### Lavoro richiesto
Riproduci integralmente, senza alcuna modifica, il brano sul contratto a progetto per l'assistenza domiciliare.

### Estratto del documento
━━━━━━━━━━━━━━━━━━━━━━━━━━━━━━

F. Martelloni (2013). Semaforo verde alle badanti «a progetto»: un’interpretazione osteggiata dalla riforma Fornero. RIVISTA ITALIANA DI DIRITTO DEL LAVORO, 2, 361-365.

Semaforo verde alle badanti «a progetto»: un’interpretazione osteggiata dalla riforma Fornero

MARTELLONI, FEDERICO
2013

Abstract

Nel contributo si commenta criticamente una decision della Corte d'Appello di Bologna del 29 ottobre 2012 con la quale si reputa legittimo il contratto di lavoro a progetto stipulato da una società cooperativa per l’affidamento di attività di assistenza domiciliare a persone non autosufficienti "ove sia specificamente indicato il nominativo del beneficiario e siano elencate, a titolo esemplificativo, le prestazioni assistenziali, rimettendo agli accordi tra il collaboratore e l’assistito la scelta quotidiana delle attività da svolgere e la determinazione dei tempi della presenza del collaboratore presso l’abitazione dell’assistito entro un limite massimo giornaliero predefinito alla committente, con corrispettivo correlato alle ore di lavoro effettivamente svolte". L’esito appare incongruo poiché il decisore non tiene conto della funzione cui il progetto è preordinato: tale concetto va infatti letto attraverso il filtro della ratio legis (De Luca Tamajo, 2003), pacificamente orientata ad escludere un impiego del lavoro autonomo coordinato come mero sostituto funzionale del lavoro dipendente (Perulli, 2004). Anche in giurisprudenza, del resto, si è molto valorizzato l’elemento della specificità del progetto, ritenendo che il legislatore abbia assegnato al committente «un onere descrittivo rigoroso» riguardante tanto le attività affidate al collaboratore (art. 61, co. 1), quanto le modalità di coordinamento di quest’ultimo all’organizzazione del committente (art. 62, co. 1, lett. d). La Corte si è invece accontentata della mera indicazione del nominativo del beneficiario dell’attività di assistenza domiciliare e di una generica elencazione delle prestazioni assistenziali, ed ha ritenuto che rinviare alla relazione tra il lavoratore e l’assistito una più articolata e puntuale individuazione dei compiti e della tempistica non solo fosse legittimo ma addirittura costituisse garanzia della natura genuinamente autonoma del rapporto, assicurando la non ingerenza della committente sulle modalità di svolgimento del medesimo. È stata altresì colpevolmente tralasciata la serialità dei contratti a progetto come anche l’assoluta coincidenza delle attività affidate ai collaboratori con l’oggetto sociale della convenuta: elementi questi sintomatici di un utilizzo incongruo dell’istituto.

━━━━━━━━━━━━━━━━━━━━━━━━━━━━━━

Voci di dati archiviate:
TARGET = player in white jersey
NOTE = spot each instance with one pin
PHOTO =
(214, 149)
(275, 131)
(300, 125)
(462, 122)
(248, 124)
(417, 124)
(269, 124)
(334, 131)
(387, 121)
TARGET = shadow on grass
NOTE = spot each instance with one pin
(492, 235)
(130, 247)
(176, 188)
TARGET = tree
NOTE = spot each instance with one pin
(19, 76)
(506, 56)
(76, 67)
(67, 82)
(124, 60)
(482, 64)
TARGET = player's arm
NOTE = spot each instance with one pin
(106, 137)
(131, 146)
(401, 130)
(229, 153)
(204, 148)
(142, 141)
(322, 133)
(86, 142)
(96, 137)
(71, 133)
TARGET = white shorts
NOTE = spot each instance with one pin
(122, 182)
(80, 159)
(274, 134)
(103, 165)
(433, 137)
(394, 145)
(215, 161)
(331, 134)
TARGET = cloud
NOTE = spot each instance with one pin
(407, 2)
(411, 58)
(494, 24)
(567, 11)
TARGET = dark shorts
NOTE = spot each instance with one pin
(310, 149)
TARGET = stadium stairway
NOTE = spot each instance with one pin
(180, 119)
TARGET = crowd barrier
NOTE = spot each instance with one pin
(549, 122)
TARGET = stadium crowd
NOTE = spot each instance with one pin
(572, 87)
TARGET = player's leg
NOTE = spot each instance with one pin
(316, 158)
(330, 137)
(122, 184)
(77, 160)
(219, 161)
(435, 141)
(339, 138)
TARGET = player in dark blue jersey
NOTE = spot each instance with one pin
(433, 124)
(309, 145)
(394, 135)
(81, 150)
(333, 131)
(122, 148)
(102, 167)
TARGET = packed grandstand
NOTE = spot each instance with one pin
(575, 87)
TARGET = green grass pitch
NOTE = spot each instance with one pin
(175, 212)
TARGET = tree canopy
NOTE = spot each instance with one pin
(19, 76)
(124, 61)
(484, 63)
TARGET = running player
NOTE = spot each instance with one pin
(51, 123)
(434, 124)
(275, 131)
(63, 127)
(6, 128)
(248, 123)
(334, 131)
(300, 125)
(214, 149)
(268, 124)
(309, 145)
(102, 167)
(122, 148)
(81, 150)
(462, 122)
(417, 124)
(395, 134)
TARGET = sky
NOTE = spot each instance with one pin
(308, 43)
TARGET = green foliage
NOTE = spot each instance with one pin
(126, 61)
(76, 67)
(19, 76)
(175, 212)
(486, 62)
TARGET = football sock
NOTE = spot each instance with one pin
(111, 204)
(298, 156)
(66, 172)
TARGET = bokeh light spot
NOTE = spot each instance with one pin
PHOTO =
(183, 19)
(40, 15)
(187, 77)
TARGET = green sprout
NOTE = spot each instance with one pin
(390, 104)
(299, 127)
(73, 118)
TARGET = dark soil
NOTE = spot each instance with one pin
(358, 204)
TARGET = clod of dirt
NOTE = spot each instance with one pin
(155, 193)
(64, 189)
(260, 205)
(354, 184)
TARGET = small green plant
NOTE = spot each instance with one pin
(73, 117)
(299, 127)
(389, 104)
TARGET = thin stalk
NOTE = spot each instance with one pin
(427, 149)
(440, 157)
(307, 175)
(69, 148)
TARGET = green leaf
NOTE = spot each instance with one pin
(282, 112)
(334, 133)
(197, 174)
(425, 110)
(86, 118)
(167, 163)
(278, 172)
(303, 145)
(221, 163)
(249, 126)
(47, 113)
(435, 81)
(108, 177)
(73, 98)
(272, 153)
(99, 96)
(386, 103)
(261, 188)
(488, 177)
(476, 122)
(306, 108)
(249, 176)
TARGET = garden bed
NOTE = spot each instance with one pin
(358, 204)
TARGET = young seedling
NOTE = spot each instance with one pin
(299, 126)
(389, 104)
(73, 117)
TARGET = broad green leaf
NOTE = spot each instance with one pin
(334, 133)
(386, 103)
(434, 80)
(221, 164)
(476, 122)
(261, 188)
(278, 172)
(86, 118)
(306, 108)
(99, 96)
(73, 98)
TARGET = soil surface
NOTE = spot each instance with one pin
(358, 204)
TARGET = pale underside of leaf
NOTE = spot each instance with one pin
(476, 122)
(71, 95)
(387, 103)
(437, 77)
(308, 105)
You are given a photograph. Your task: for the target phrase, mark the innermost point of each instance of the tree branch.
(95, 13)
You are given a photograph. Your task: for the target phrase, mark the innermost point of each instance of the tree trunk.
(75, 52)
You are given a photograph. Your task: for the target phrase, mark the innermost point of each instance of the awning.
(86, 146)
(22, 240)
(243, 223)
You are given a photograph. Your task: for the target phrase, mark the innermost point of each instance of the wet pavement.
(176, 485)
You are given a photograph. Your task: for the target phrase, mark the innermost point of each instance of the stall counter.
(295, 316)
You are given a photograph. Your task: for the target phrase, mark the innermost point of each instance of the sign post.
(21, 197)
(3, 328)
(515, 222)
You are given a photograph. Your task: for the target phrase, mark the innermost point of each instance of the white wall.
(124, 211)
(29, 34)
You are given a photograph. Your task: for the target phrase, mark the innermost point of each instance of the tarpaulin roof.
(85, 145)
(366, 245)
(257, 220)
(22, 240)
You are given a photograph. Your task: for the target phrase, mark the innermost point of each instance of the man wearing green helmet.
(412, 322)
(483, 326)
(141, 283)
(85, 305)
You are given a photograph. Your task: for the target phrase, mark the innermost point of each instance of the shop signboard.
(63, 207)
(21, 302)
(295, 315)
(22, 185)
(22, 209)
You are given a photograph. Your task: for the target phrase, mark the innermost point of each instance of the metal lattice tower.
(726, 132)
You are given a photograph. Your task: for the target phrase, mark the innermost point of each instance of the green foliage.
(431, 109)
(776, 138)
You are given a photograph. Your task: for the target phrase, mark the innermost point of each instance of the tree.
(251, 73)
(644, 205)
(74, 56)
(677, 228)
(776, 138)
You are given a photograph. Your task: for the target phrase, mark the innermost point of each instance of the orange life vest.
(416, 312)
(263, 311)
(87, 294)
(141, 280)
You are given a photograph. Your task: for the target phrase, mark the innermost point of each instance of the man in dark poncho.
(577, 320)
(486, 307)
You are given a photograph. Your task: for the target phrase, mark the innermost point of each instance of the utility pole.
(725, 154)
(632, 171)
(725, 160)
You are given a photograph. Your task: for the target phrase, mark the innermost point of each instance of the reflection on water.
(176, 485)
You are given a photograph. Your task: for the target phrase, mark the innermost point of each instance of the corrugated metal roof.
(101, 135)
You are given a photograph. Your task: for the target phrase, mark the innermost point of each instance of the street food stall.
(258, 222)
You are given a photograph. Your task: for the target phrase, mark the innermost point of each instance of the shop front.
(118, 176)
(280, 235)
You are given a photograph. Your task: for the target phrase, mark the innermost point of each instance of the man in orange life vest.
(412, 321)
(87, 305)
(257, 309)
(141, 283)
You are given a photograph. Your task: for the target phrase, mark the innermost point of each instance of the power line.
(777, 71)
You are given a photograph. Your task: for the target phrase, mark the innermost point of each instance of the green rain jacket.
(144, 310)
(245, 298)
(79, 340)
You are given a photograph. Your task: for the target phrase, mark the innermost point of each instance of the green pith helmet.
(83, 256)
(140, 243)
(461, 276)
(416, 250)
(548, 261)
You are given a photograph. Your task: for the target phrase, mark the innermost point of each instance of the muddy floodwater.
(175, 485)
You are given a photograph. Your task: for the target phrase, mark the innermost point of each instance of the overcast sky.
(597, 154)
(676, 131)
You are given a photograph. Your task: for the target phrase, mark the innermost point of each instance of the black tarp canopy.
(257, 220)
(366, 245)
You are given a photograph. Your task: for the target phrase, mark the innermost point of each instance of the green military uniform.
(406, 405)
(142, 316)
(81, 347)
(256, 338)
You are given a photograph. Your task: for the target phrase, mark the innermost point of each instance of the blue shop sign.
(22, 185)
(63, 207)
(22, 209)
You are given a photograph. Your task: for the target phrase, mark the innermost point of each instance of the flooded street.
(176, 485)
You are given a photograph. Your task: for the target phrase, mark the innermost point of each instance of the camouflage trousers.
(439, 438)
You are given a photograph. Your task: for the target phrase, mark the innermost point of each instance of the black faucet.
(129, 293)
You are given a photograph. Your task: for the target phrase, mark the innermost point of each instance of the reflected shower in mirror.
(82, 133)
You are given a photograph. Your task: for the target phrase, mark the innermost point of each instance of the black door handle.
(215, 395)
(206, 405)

━━━━━━━━━━━━━━━━━━━━━━━━━━━━━━

### Risultato del compito
F. Martelloni (2013). Semaforo verde alle badanti «a progetto»: un’interpretazione osteggiata dalla riforma Fornero. RIVISTA ITALIANA DI DIRITTO DEL LAVORO, 2, 361-365.

Semaforo verde alle badanti «a progetto»: un’interpretazione osteggiata dalla riforma Fornero

MARTELLONI, FEDERICO
2013

Abstract

Nel contributo si commenta criticamente una decision della Corte d'Appello di Bologna del 29 ottobre 2012 con la quale si reputa legittimo il contratto di lavoro a progetto stipulato da una società cooperativa per l’affidamento di attività di assistenza domiciliare a persone non autosufficienti "ove sia specificamente indicato il nominativo del beneficiario e siano elencate, a titolo esemplificativo, le prestazioni assistenziali, rimettendo agli accordi tra il collaboratore e l’assistito la scelta quotidiana delle attività da svolgere e la determinazione dei tempi della presenza del collaboratore presso l’abitazione dell’assistito entro un limite massimo giornaliero predefinito alla committente, con corrispettivo correlato alle ore di lavoro effettivamente svolte". L’esito appare incongruo poiché il decisore non tiene conto della funzione cui il progetto è preordinato: tale concetto va infatti letto attraverso il filtro della ratio legis (De Luca Tamajo, 2003), pacificamente orientata ad escludere un impiego del lavoro autonomo coordinato come mero sostituto funzionale del lavoro dipendente (Perulli, 2004). Anche in giurisprudenza, del resto, si è molto valorizzato l’elemento della specificità del progetto, ritenendo che il legislatore abbia assegnato al committente «un onere descrittivo rigoroso» riguardante tanto le attività affidate al collaboratore (art. 61, co. 1), quanto le modalità di coordinamento di quest’ultimo all’organizzazione del committente (art. 62, co. 1, lett. d). La Corte si è invece accontentata della mera indicazione del nominativo del beneficiario dell’attività di assistenza domiciliare e di una generica elencazione delle prestazioni assistenziali, ed ha ritenuto che rinviare alla relazione tra il lavoratore e l’assistito una più articolata e puntuale individuazione dei compiti e della tempistica non solo fosse legittimo ma addirittura costituisse garanzia della natura genuinamente autonoma del rapporto, assicurando la non ingerenza della committente sulle modalità di svolgimento del medesimo. È stata altresì colpevolmente tralasciata la serialità dei contratti a progetto come anche l’assoluta coincidenza delle attività affidate ai collaboratori con l’oggetto sociale della convenuta: elementi questi sintomatici di un utilizzo incongruo dell’istituto.